WORK INSTRUCTIONS » Transcribe the full listing exactly, and drop every picture.

ENTRIES SHOWN »
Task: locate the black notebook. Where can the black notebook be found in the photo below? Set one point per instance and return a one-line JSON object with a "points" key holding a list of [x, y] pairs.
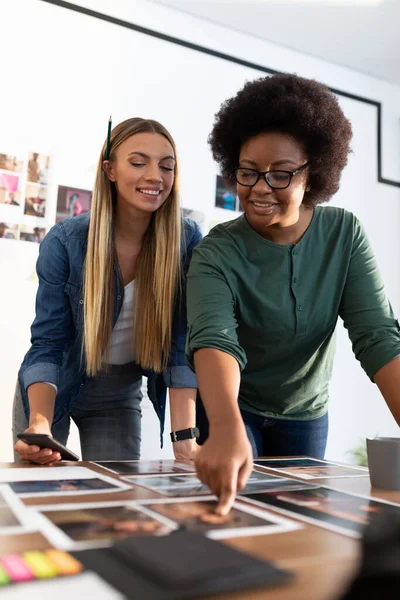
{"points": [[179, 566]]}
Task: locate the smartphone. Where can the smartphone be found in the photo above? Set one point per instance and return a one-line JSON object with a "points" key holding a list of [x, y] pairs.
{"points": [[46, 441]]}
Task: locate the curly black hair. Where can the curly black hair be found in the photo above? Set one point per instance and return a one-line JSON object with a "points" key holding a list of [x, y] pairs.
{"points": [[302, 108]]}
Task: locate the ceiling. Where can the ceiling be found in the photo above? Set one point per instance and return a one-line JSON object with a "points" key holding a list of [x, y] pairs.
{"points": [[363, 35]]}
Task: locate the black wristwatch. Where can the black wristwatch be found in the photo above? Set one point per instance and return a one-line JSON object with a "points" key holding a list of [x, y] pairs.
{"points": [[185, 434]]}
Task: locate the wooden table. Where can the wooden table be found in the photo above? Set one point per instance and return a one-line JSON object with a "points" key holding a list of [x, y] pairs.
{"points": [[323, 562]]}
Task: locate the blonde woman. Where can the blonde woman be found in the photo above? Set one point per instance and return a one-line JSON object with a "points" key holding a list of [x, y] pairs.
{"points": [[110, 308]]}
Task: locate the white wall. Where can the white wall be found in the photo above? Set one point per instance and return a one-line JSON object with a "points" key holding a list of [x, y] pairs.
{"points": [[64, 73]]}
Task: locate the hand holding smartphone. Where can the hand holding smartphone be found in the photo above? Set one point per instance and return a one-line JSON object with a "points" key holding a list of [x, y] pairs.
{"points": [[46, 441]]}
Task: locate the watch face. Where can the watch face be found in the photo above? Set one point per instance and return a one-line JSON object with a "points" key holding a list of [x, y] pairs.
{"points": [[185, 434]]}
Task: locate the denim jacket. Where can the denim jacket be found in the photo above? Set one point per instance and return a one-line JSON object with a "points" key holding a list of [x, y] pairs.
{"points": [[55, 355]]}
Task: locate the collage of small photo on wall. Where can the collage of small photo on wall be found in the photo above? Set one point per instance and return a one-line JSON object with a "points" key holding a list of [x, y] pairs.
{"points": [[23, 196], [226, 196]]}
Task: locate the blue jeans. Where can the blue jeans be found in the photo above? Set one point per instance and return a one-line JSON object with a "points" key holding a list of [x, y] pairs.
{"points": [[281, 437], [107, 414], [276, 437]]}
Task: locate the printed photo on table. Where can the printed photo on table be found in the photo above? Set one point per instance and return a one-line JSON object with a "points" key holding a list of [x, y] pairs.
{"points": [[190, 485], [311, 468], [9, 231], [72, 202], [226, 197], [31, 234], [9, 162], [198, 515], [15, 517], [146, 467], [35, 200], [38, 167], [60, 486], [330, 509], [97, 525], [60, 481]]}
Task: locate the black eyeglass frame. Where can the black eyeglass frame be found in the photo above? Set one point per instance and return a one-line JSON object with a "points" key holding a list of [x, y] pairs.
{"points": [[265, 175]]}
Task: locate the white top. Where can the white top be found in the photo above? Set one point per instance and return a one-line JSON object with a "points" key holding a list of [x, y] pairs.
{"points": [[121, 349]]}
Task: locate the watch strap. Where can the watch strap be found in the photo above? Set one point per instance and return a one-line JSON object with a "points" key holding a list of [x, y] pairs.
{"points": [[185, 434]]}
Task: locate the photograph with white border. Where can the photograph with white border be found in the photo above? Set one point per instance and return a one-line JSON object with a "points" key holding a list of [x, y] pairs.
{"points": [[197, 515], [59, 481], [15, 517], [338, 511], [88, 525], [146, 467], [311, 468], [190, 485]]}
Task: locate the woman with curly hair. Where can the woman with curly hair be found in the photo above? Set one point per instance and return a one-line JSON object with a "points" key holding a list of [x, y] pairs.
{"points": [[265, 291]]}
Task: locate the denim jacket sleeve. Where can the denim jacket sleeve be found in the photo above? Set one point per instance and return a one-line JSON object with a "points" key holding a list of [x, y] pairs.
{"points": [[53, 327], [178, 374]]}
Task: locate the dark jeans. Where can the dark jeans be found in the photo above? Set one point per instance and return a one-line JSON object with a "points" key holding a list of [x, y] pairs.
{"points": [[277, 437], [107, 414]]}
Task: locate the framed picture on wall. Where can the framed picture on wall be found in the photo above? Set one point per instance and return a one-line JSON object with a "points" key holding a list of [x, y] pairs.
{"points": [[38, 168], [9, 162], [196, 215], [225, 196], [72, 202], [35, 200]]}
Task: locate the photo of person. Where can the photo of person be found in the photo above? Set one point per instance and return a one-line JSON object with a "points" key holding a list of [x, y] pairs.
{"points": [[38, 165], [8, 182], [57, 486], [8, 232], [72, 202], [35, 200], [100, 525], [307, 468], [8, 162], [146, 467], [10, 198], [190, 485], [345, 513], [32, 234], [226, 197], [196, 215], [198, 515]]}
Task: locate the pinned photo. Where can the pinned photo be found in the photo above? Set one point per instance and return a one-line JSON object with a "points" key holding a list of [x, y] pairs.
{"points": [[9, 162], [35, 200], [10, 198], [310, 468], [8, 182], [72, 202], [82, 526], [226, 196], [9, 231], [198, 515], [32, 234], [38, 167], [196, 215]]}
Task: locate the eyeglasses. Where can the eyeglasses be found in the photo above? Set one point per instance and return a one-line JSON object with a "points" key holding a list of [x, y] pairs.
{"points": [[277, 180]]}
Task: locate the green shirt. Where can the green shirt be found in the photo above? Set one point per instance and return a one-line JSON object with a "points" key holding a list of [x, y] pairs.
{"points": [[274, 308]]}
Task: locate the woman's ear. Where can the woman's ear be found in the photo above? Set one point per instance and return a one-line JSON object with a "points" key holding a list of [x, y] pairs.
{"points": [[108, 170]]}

RESPONSE TO THIS EXERCISE »
Task: locate the black notebook. Where can the black notebook be found in the photo below? Set one point per instance and return a one-line JSON object with a "points" key holding a list of [x, y] pairs.
{"points": [[179, 566]]}
Task: locate the smartphone. Where can the smartphone be found in the photo above? Set one point per instance and return a one-line JSON object with a "points" key holding a list of [x, y] pairs.
{"points": [[46, 441]]}
Task: locate the curly black hair. Where can the curly black hair be found in the photo above? Set one point per instance and return a one-line JSON object with a "points" key holding a list of [x, y] pairs.
{"points": [[302, 108]]}
Task: locate the ceiling. Where can the ceiling be found in the photo above? Set one point per instance and return a one-line JSON object with a "points" key holding a list of [x, y] pairs.
{"points": [[363, 35]]}
Task: locate the black wristwatch. Where can the black wristwatch be found in the photo above? Set one point per instance and return a one-line JSON object with a "points" key holding a list of [x, y] pairs.
{"points": [[185, 434]]}
Task: locate the wooden table. Where can the wooden table be found in the photo above? Set one point per instance and return a one-line JSON object with a "points" key holding a list of [x, y] pairs.
{"points": [[323, 562]]}
Task: locate the blonde woman. Where can the blonde woman be found in the photo above? Set one point per instance and return a one-line JSON object with a "points" key holding a list of [x, y] pairs.
{"points": [[110, 308]]}
Task: locate the white wall. Where can the white wall be found in the photo above? Set one point per instance and return a one-line JSON object with a "points" key holding a list of [x, y] pairs.
{"points": [[64, 73]]}
Task: locate the hand holding smartphone. Where can the hand holding smartphone be found in the photo above? Set one point per instance and return a one-line JSON object with a "points" key holding a list of [x, y] pairs.
{"points": [[46, 441]]}
Task: locate the watch face. Where can the watch face be found in the photo above? Set one point per instance and return a one-line JSON object with a "points" key holding a list of [x, y] pairs.
{"points": [[185, 434]]}
Task: locate the denim jacket. Where can the denim jacket be found in the photo above? Set one point per instance and return a one-line JSON object with a "points" key holding a list of [x, y] pairs.
{"points": [[55, 355]]}
Task: locate the collage of small photo on wall. Where can the collage of small photo on wall be found in the photo above? Set one point per instance and return a one-line JSON object with a "points" key holding a list of [x, y] pairs.
{"points": [[23, 196], [226, 196]]}
Task: locate the blue jeans. Where can the blue jeans be found in the photo above? Set one point per instance and return a one-line JSON object with a "points" key holding a list of [x, y] pairs.
{"points": [[281, 437], [107, 414], [276, 437]]}
Task: locate the printed photo on table. Where can the printed photo on table be found in the photo above? Set one point per instance and return a one-line JSON object with a "points" key holding a list of [x, y] pairs.
{"points": [[190, 485], [311, 468], [9, 231], [72, 202], [226, 197], [31, 234], [9, 162], [198, 515], [15, 517], [146, 467], [35, 200], [38, 167], [60, 486], [330, 509], [97, 525], [60, 481]]}
Task: locate the black eyeglass frame. Where can the black eyeglass frame be found in the photo above? Set one point per instance and return a one-line JSON object with a "points" key holding a list of [x, y] pairs.
{"points": [[265, 175]]}
Task: locate the white top. Where can the white top be found in the photo above? Set one point per instance and return a one-line JSON object with a "points" key holding a list of [x, y] pairs.
{"points": [[121, 349]]}
Task: locate the watch strap. Where can the watch strap be found in the photo above? Set one point per instance and return a one-line JSON object with a "points" key holding a list of [x, y] pairs.
{"points": [[185, 434]]}
Task: locate the photograph with white border. Where can the photograph with white border be found in the photo above? Set one point per instance and return a one-line JSON object with a "points" key holding a list of [x, y] pairs.
{"points": [[197, 515], [59, 481], [15, 517], [338, 511], [88, 525], [146, 467], [311, 468], [190, 485]]}
Task: locate the woman with curly hair. Where can the woman with curly hair be found in the photo above? Set one point per instance and return a one-line JSON object with a "points" key holding a list of [x, y] pairs.
{"points": [[265, 291]]}
Task: locate the denim jacket sleeve. Where can the denim jacket sleeve be found in the photo above? Set one point per instance and return a one-line JSON object with a "points" key holding a list of [x, y] pairs.
{"points": [[53, 327], [178, 374]]}
Task: locate the dark jeans. Where can the dark jeans be found in the photo above? Set one point per instance and return a one-line JSON object with a "points" key holding a list of [x, y] pairs.
{"points": [[277, 437], [107, 414]]}
Task: locate the framed picture on wall. Where can the framed picture on wall be found in the photo above? Set one point per instance and return a one-line JSON object with a "points" key holding a list of [x, y] pairs.
{"points": [[38, 168], [9, 162], [196, 215], [225, 196], [72, 202], [35, 200]]}
Task: locate the photo of person. Where can the photo of person be found in the photo above? Set one point per instance and return a one-line JSON object with a "points" key holding a list of [x, y] pairs.
{"points": [[38, 165], [8, 182], [57, 486], [8, 232], [72, 202], [35, 200], [100, 525], [307, 468], [8, 162], [146, 467], [10, 198], [190, 485], [345, 513], [32, 234], [226, 197], [196, 215], [198, 515]]}
Task: locate the pinned photo. Where can the pinned photo be found in the photo above? Set one point per instance and return a one-line JSON object with a "points" key holding a list of [x, y] pairs.
{"points": [[9, 162], [35, 200], [10, 198], [310, 468], [8, 182], [72, 202], [82, 526], [226, 196], [9, 231], [198, 515], [32, 234], [38, 167], [196, 215]]}
Task: locate the eyeglasses. Where can the eyeglasses be found in the photo above? Set one point per instance and return a one-line JSON object with a "points" key holding a list of [x, y] pairs.
{"points": [[277, 180]]}
Task: locate the green shirt. Where can the green shirt be found in the photo above? Set one point per instance and return a one-line JSON object with a "points" key holding a list of [x, y] pairs.
{"points": [[274, 308]]}
Task: locate the woman's ear. Where can the woman's ear be found in the photo above? Set one point per instance and return a one-line JSON object with a "points" key holding a list of [x, y] pairs.
{"points": [[108, 170]]}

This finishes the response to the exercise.